[Dataset rows showing where objects appear]
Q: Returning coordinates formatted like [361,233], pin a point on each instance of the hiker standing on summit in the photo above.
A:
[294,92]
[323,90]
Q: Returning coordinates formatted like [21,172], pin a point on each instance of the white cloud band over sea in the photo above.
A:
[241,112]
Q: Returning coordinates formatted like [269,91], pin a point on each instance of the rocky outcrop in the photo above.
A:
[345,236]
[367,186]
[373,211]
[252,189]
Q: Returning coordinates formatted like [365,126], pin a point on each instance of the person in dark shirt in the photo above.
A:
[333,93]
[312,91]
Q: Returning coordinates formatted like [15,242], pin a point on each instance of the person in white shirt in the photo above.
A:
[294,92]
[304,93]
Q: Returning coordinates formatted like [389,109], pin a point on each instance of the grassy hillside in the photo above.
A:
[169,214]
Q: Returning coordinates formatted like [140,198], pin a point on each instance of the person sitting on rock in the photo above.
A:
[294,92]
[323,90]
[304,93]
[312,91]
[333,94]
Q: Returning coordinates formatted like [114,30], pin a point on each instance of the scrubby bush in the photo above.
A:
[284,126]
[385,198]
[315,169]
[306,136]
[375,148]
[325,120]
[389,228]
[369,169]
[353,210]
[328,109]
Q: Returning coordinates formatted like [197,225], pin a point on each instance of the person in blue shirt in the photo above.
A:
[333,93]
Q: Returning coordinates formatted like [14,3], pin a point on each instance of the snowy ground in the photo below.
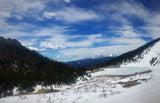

## What needs to be done:
Set out as a JSON list of strings, one string per line with blank lines omitted, the part of the records that opens with the line containing "Q: Returning coordinates formatted like [114,30], pin" and runs through the end of the records, both ends included. Leave the pictures out of the answer.

## Solution to the exercise:
[
  "Q: Returning coordinates formatted like [114,30], pin a point on each instance of the scrubby bush in the photo above.",
  "A:",
  "[284,126]",
  "[385,198]",
  "[315,169]",
  "[306,136]",
  "[375,148]",
  "[325,120]",
  "[389,228]",
  "[369,169]",
  "[353,210]",
  "[328,109]",
  "Q: Returning coordinates formatted like [197,225], pin a point on each instance of the person in blue shirt in the photo above.",
  "A:",
  "[333,93]",
  "Q: Returning coordinates formatted like [14,3], pin a point on each instance of the snowy ground in the photo below."
]